▸ **Exercise data**:
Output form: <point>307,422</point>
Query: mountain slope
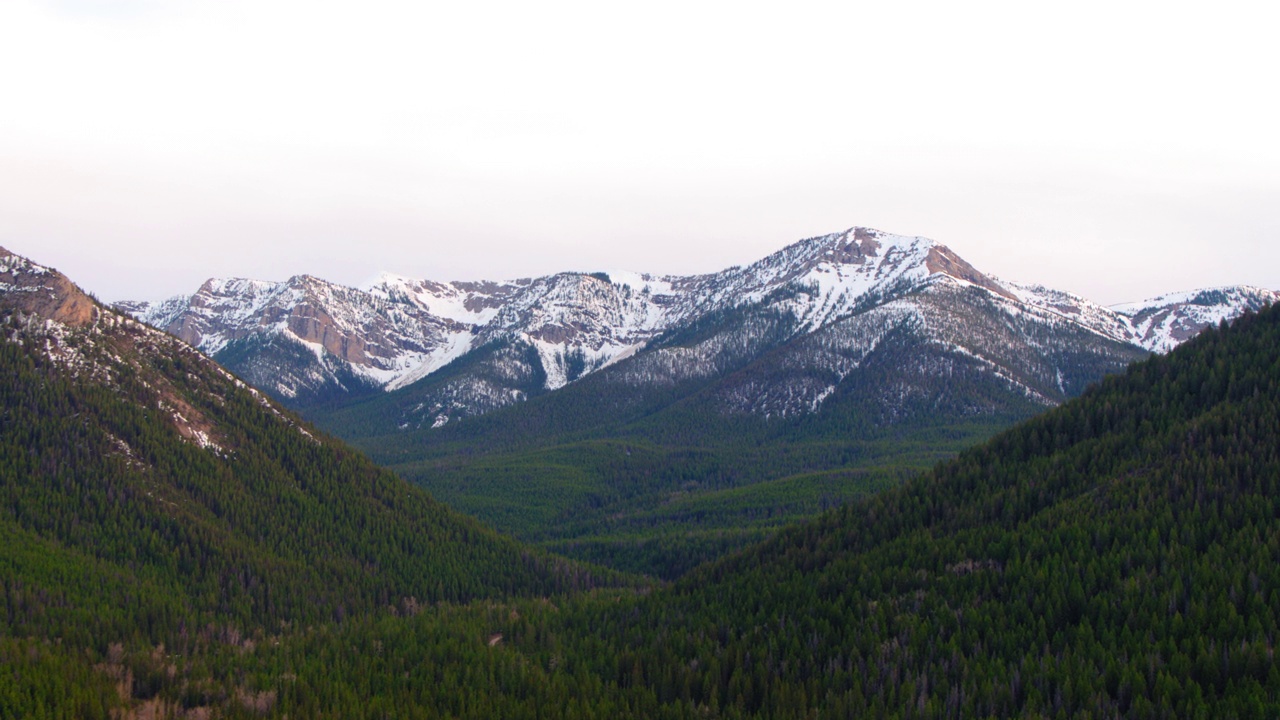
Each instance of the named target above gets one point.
<point>149,496</point>
<point>1112,557</point>
<point>307,341</point>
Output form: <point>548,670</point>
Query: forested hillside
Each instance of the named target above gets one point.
<point>149,499</point>
<point>174,546</point>
<point>1115,557</point>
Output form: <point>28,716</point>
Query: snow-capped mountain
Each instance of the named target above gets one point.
<point>813,313</point>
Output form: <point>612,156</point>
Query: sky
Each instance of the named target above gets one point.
<point>1118,150</point>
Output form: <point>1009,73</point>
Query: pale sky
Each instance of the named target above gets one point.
<point>1118,150</point>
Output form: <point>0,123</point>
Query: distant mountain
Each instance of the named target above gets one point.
<point>146,492</point>
<point>309,341</point>
<point>1110,557</point>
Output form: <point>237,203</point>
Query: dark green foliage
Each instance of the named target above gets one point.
<point>1114,557</point>
<point>592,469</point>
<point>118,528</point>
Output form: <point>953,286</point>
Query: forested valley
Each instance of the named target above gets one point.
<point>176,545</point>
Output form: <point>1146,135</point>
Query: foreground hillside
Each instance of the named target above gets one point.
<point>653,423</point>
<point>149,499</point>
<point>1114,557</point>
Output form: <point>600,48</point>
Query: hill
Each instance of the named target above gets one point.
<point>150,499</point>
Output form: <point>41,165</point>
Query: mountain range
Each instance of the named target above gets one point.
<point>177,545</point>
<point>652,423</point>
<point>826,301</point>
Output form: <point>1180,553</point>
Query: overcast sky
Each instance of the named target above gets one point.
<point>1118,150</point>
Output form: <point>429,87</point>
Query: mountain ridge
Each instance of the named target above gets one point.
<point>398,331</point>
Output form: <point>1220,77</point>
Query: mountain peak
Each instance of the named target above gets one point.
<point>42,291</point>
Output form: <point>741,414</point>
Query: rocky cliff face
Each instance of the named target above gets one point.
<point>812,313</point>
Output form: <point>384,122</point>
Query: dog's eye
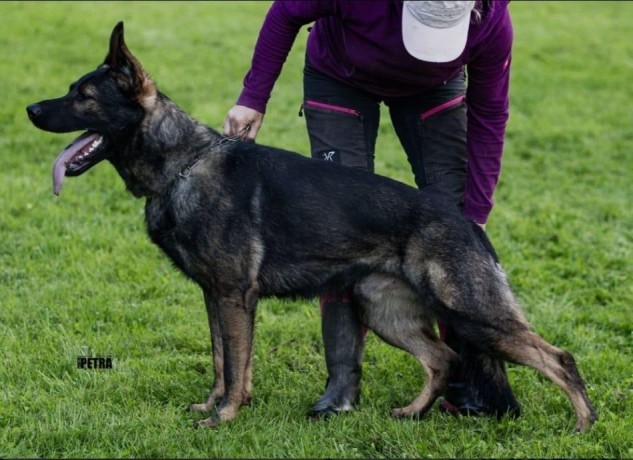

▸ **Work to complete**: Begin with the first line of the records and repeat every line up to the one with "Query: distant mountain", counting that line too. Pictures are not part of the copy.

▸ **Answer box**:
Output form: <point>307,422</point>
Query: mountain slope
Each instance of the named target above gets one point.
<point>149,496</point>
<point>1112,557</point>
<point>307,341</point>
Output form: <point>548,670</point>
Query: forested hillside
Each instance of the named target above gets one point.
<point>149,499</point>
<point>174,546</point>
<point>1115,557</point>
Output form: <point>28,716</point>
Query: snow-capped mountain
Each instance of the named target above gets one point.
<point>813,313</point>
Output form: <point>612,156</point>
Query: sky
Each instance of the named target above gets one point.
<point>1118,150</point>
Output form: <point>1009,73</point>
Query: pale sky
Each instance of the named target above gets one point.
<point>1118,150</point>
Output form: <point>0,123</point>
Query: distant mountain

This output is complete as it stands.